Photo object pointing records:
## START

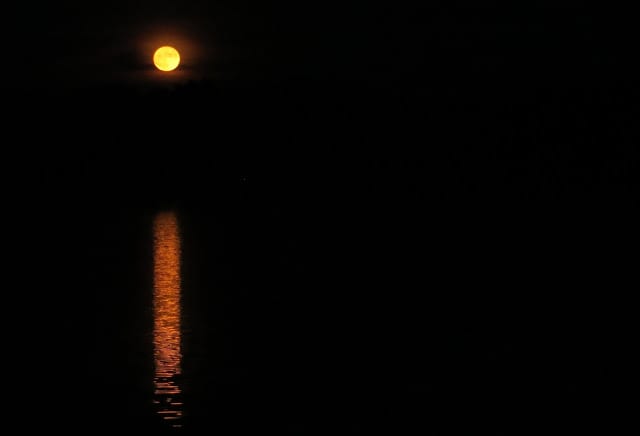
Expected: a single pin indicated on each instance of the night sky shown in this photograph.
(378, 149)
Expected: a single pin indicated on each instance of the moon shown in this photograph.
(166, 58)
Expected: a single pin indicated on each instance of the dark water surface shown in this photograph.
(305, 269)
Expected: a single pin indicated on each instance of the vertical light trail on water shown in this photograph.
(166, 318)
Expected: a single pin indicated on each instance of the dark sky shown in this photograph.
(81, 42)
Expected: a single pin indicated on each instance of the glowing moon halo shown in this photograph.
(166, 58)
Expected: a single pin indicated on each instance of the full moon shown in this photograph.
(166, 58)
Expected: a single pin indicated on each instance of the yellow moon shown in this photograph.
(166, 58)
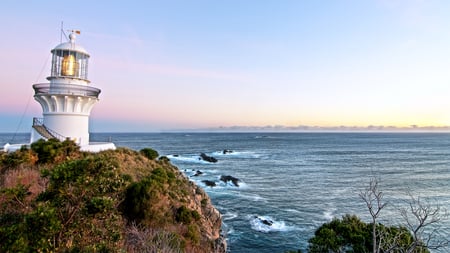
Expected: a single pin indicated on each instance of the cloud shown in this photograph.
(306, 128)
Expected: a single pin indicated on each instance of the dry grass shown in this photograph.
(145, 239)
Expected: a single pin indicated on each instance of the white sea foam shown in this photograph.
(230, 215)
(188, 159)
(328, 214)
(267, 224)
(239, 154)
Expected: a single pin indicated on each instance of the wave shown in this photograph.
(266, 224)
(237, 154)
(188, 159)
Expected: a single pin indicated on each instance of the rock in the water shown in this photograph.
(209, 183)
(226, 179)
(265, 221)
(198, 173)
(207, 158)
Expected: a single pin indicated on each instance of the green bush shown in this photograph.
(149, 153)
(137, 201)
(185, 215)
(350, 234)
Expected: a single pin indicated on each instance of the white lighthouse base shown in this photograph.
(91, 147)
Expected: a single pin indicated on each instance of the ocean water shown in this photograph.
(292, 183)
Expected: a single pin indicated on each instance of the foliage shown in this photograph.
(85, 202)
(149, 153)
(350, 234)
(22, 156)
(185, 215)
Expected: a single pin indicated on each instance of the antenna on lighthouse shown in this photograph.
(62, 32)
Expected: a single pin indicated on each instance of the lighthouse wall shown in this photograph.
(72, 126)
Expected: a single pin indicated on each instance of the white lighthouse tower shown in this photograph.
(67, 100)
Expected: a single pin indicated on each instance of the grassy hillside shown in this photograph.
(55, 198)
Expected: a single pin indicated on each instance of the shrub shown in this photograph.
(350, 234)
(137, 201)
(185, 215)
(149, 153)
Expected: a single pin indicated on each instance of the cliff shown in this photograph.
(55, 198)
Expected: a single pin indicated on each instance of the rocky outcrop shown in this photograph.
(211, 219)
(209, 183)
(231, 179)
(207, 158)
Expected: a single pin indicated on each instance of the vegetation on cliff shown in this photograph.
(55, 198)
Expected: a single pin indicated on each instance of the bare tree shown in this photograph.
(373, 198)
(423, 221)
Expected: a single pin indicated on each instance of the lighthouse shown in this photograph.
(68, 98)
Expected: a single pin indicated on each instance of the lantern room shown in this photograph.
(70, 61)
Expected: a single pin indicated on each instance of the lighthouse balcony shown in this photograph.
(65, 89)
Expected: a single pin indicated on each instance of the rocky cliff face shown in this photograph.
(111, 201)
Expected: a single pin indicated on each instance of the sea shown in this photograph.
(289, 184)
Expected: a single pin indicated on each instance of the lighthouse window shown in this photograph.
(69, 63)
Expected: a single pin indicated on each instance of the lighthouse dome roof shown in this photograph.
(71, 47)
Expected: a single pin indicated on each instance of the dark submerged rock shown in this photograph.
(198, 173)
(207, 158)
(209, 183)
(228, 178)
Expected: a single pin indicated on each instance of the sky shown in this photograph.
(176, 65)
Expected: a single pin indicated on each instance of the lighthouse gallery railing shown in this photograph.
(65, 89)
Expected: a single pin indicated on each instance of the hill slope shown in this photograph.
(55, 198)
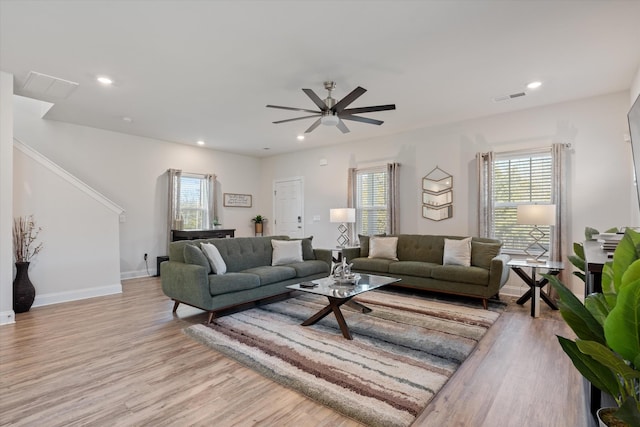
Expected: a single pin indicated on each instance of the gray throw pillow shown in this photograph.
(482, 253)
(307, 248)
(194, 255)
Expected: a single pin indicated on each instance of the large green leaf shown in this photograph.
(609, 359)
(622, 326)
(579, 319)
(626, 253)
(595, 372)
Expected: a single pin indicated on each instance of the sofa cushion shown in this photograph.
(232, 282)
(309, 268)
(194, 255)
(384, 247)
(377, 265)
(272, 274)
(412, 268)
(460, 274)
(482, 253)
(218, 265)
(457, 252)
(364, 243)
(286, 252)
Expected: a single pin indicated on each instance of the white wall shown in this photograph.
(131, 171)
(6, 196)
(599, 179)
(80, 257)
(599, 166)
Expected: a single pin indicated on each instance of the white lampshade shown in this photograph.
(536, 214)
(344, 215)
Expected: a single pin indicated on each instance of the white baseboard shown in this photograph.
(7, 317)
(137, 274)
(58, 297)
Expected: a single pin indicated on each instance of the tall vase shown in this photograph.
(23, 291)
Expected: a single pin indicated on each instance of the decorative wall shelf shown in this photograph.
(437, 195)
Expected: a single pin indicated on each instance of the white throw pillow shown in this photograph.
(383, 247)
(286, 251)
(215, 259)
(457, 252)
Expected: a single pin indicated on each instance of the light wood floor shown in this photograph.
(121, 360)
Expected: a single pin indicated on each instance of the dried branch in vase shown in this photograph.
(25, 235)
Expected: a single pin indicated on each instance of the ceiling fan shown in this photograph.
(333, 113)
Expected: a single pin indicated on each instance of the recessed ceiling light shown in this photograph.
(105, 80)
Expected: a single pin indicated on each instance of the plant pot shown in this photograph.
(607, 419)
(23, 290)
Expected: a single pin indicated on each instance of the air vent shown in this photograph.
(48, 86)
(506, 97)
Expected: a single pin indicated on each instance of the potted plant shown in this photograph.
(25, 234)
(258, 221)
(607, 348)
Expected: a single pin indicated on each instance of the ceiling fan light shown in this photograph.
(330, 120)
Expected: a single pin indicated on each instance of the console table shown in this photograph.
(535, 292)
(192, 235)
(202, 234)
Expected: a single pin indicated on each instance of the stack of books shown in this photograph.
(609, 241)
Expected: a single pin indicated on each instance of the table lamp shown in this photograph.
(536, 215)
(343, 216)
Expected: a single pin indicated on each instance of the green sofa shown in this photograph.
(420, 265)
(187, 278)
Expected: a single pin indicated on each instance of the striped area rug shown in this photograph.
(401, 355)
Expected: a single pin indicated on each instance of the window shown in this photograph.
(371, 200)
(522, 178)
(194, 202)
(191, 201)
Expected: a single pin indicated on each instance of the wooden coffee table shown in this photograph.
(339, 294)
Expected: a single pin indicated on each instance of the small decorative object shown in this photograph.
(536, 215)
(437, 195)
(343, 216)
(25, 235)
(237, 200)
(258, 221)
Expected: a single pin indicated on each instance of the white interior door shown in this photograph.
(288, 204)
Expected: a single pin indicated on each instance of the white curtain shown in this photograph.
(484, 168)
(558, 250)
(393, 212)
(173, 217)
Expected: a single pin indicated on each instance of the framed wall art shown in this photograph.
(234, 200)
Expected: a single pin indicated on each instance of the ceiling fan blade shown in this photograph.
(342, 127)
(362, 119)
(369, 109)
(316, 99)
(313, 126)
(291, 108)
(297, 118)
(355, 94)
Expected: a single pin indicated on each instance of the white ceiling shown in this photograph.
(189, 70)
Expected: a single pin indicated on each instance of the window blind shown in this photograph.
(523, 178)
(372, 200)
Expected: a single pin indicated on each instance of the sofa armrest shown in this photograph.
(188, 283)
(499, 271)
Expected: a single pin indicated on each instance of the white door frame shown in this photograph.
(273, 195)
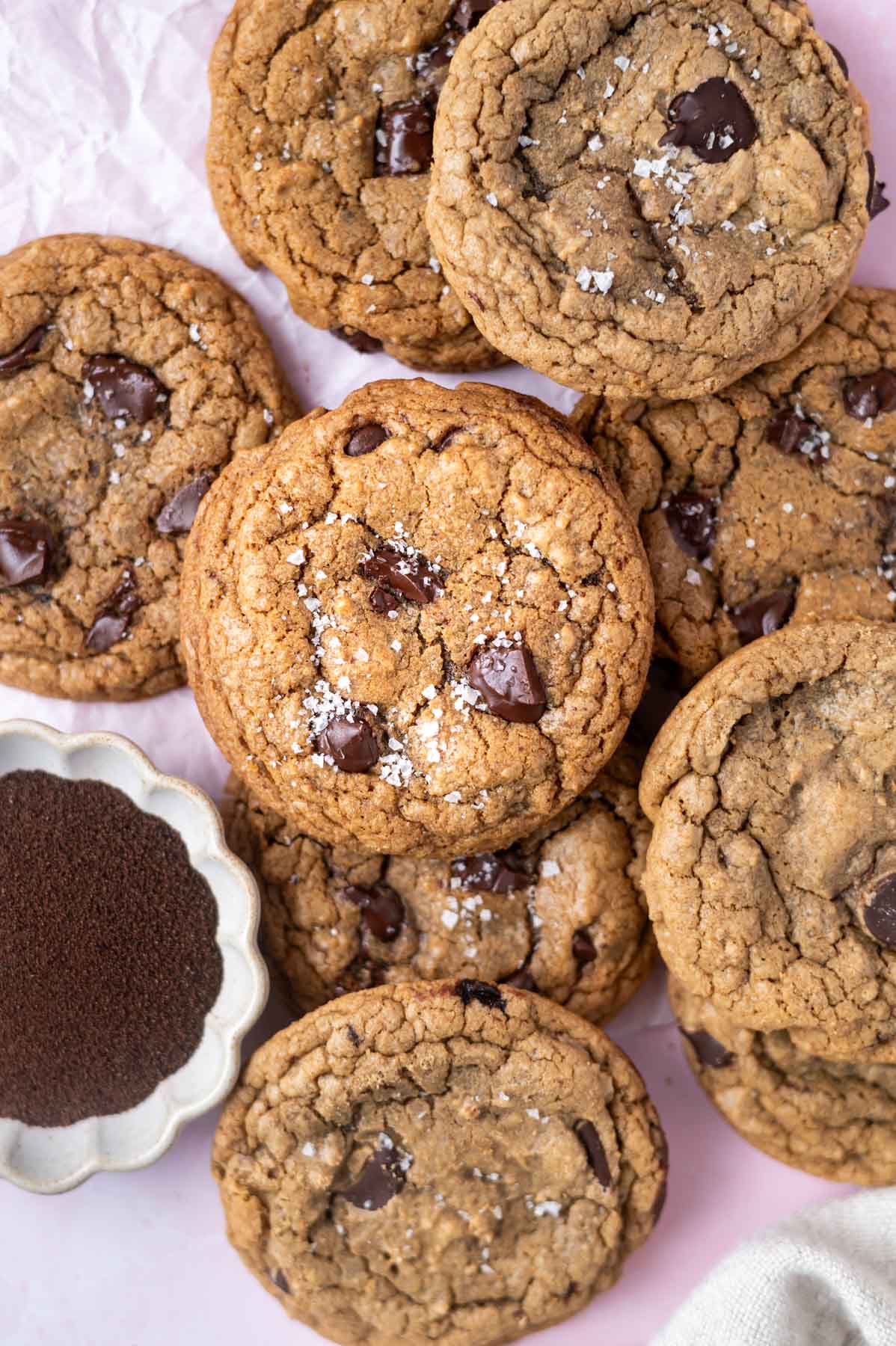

## END

▶ BRIEF
Please find every line in the listing above that contains the word "decorative", and copy each of those lines out. Case counts.

▶ RESPONSE FOR THIS EXERCISE
Expected: a single pin indicated on each instance of the decorative wall shelf shown in this photograph.
Expected: a single pin indicated on each instance of the small decorative object shown in this photograph.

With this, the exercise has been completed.